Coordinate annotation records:
— START —

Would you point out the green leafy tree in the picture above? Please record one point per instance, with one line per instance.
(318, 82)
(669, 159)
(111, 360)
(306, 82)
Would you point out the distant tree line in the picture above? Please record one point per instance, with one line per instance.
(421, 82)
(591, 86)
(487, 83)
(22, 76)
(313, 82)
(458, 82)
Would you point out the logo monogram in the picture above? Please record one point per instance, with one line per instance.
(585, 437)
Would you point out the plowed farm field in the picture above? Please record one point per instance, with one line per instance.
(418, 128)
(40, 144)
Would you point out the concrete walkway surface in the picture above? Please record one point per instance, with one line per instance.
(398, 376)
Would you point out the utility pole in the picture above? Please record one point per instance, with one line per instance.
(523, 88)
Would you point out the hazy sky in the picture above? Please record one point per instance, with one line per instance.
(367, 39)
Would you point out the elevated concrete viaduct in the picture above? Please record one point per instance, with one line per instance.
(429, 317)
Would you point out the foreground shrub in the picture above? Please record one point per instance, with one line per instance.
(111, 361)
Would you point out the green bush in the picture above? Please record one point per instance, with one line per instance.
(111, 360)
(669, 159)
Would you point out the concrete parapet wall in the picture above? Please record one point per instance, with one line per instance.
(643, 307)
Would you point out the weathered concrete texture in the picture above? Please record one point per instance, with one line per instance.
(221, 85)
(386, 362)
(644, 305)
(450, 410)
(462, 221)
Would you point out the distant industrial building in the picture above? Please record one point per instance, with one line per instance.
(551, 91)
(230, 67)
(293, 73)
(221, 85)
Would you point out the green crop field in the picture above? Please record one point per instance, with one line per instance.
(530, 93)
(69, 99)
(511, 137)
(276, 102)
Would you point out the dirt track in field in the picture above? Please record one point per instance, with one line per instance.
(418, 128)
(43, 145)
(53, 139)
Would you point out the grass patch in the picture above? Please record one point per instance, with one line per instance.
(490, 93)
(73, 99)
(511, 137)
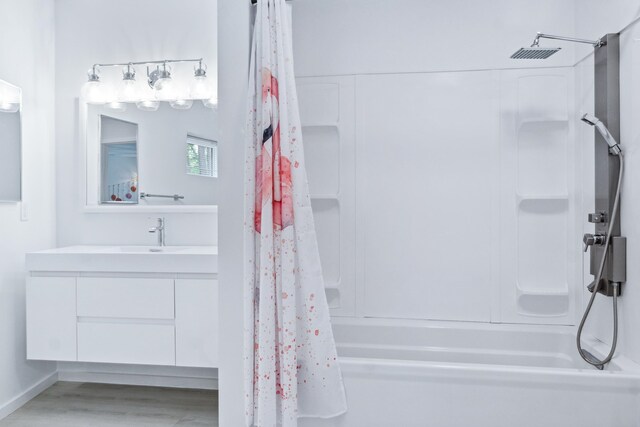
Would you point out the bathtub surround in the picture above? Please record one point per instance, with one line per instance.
(290, 355)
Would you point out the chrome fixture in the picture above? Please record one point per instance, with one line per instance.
(593, 239)
(160, 77)
(604, 240)
(614, 147)
(175, 197)
(159, 229)
(537, 52)
(160, 80)
(127, 90)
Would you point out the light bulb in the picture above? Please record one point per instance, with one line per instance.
(148, 105)
(181, 104)
(117, 106)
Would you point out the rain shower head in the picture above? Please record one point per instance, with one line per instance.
(592, 120)
(535, 52)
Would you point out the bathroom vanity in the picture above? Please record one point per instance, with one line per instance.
(124, 304)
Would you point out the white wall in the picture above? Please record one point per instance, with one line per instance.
(336, 37)
(27, 52)
(600, 323)
(595, 18)
(463, 160)
(90, 31)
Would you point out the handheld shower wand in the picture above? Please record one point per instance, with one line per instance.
(614, 149)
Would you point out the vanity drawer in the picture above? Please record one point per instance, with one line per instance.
(125, 298)
(144, 344)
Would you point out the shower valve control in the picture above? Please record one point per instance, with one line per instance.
(598, 218)
(593, 239)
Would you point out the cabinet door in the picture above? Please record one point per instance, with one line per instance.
(51, 318)
(196, 322)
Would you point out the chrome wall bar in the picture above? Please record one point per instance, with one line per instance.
(175, 197)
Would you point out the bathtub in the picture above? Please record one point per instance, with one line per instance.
(412, 374)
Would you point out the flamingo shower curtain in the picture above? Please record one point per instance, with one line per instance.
(291, 367)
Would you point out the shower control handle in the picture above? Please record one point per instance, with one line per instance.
(598, 218)
(593, 239)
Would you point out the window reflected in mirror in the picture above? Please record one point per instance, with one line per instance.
(119, 160)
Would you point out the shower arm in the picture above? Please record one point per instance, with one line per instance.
(594, 43)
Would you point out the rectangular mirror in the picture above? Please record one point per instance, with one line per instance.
(10, 142)
(166, 157)
(118, 161)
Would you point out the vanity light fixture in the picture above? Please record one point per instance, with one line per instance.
(148, 105)
(211, 102)
(163, 84)
(200, 87)
(92, 90)
(181, 104)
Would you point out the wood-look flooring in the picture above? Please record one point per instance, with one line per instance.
(67, 404)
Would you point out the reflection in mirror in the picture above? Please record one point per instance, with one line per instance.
(10, 142)
(118, 161)
(136, 157)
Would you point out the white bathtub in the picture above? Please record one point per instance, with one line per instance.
(406, 374)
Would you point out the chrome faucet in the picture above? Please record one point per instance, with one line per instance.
(159, 230)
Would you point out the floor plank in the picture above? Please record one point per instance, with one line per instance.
(67, 404)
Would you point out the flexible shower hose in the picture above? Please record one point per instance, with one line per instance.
(586, 356)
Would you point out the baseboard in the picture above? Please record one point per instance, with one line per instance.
(27, 395)
(139, 375)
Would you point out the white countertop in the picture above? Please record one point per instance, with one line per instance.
(126, 259)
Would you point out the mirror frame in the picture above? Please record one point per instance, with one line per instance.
(92, 204)
(20, 198)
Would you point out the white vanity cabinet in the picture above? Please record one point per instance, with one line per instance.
(146, 318)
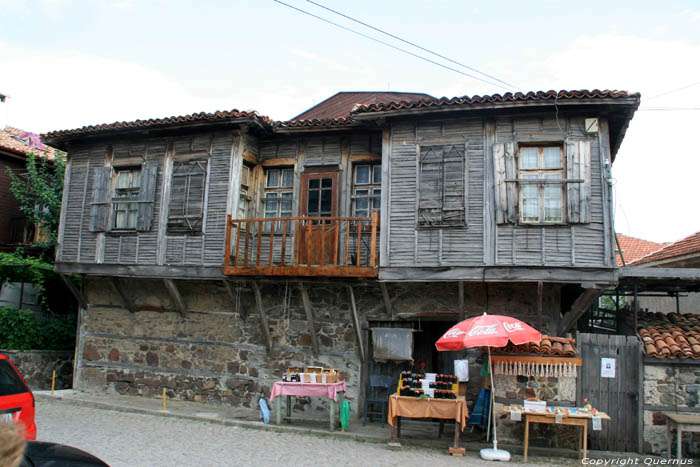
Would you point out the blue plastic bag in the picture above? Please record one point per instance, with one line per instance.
(264, 411)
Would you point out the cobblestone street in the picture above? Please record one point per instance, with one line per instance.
(135, 440)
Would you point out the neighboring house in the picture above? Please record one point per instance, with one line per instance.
(683, 254)
(218, 249)
(15, 144)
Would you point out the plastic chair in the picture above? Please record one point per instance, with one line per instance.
(379, 390)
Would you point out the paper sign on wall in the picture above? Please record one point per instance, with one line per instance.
(607, 367)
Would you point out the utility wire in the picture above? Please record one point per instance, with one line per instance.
(673, 90)
(412, 44)
(390, 45)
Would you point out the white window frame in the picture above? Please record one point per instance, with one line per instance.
(541, 173)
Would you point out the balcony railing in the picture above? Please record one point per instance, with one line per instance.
(302, 246)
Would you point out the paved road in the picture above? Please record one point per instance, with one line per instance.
(135, 440)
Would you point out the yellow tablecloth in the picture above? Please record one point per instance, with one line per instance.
(413, 407)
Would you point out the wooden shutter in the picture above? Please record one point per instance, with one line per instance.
(101, 186)
(578, 195)
(147, 195)
(506, 192)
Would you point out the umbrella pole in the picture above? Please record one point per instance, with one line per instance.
(493, 399)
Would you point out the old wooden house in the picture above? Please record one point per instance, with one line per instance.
(217, 249)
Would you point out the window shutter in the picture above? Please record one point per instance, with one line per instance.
(101, 177)
(147, 194)
(506, 192)
(578, 195)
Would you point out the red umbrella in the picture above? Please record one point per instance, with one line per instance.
(488, 331)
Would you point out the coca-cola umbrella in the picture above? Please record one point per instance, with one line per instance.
(488, 331)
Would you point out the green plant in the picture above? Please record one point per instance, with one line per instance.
(22, 330)
(40, 191)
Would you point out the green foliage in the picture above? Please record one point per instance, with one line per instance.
(40, 191)
(22, 330)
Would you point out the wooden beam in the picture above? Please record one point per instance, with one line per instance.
(74, 290)
(309, 317)
(540, 293)
(228, 285)
(387, 300)
(126, 300)
(356, 322)
(263, 316)
(175, 296)
(578, 308)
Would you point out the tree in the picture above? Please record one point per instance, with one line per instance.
(39, 192)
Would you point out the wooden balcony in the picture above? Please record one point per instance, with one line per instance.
(302, 246)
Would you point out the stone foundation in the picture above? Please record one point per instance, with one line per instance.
(669, 387)
(37, 367)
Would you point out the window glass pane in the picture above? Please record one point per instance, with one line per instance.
(552, 158)
(377, 174)
(288, 178)
(528, 158)
(273, 178)
(362, 174)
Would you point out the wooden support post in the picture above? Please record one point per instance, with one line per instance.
(356, 322)
(387, 300)
(540, 293)
(309, 317)
(263, 316)
(126, 300)
(175, 296)
(74, 290)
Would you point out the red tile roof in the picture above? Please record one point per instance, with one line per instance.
(160, 122)
(497, 98)
(341, 104)
(18, 142)
(557, 346)
(635, 248)
(669, 335)
(682, 248)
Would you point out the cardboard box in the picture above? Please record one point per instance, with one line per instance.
(535, 406)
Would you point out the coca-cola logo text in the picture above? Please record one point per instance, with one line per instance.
(483, 330)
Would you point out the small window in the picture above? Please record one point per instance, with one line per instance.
(541, 202)
(279, 197)
(187, 192)
(367, 190)
(126, 194)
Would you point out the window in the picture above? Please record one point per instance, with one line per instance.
(187, 190)
(541, 202)
(126, 192)
(279, 184)
(367, 189)
(441, 185)
(244, 193)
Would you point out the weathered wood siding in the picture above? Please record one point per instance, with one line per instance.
(572, 245)
(142, 248)
(411, 246)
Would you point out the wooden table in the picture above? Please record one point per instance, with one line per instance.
(413, 407)
(333, 391)
(575, 419)
(683, 422)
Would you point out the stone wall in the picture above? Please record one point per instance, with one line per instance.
(37, 367)
(667, 388)
(556, 391)
(216, 353)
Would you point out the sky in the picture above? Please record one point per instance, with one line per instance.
(68, 63)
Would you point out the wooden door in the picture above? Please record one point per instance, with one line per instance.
(619, 397)
(318, 238)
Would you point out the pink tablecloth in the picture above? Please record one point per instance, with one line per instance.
(329, 390)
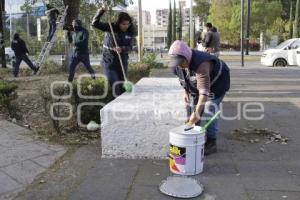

— END —

GOAL: How many lines in the items above contain the string "cola"? Reply with the number alone.

OUTPUT: 2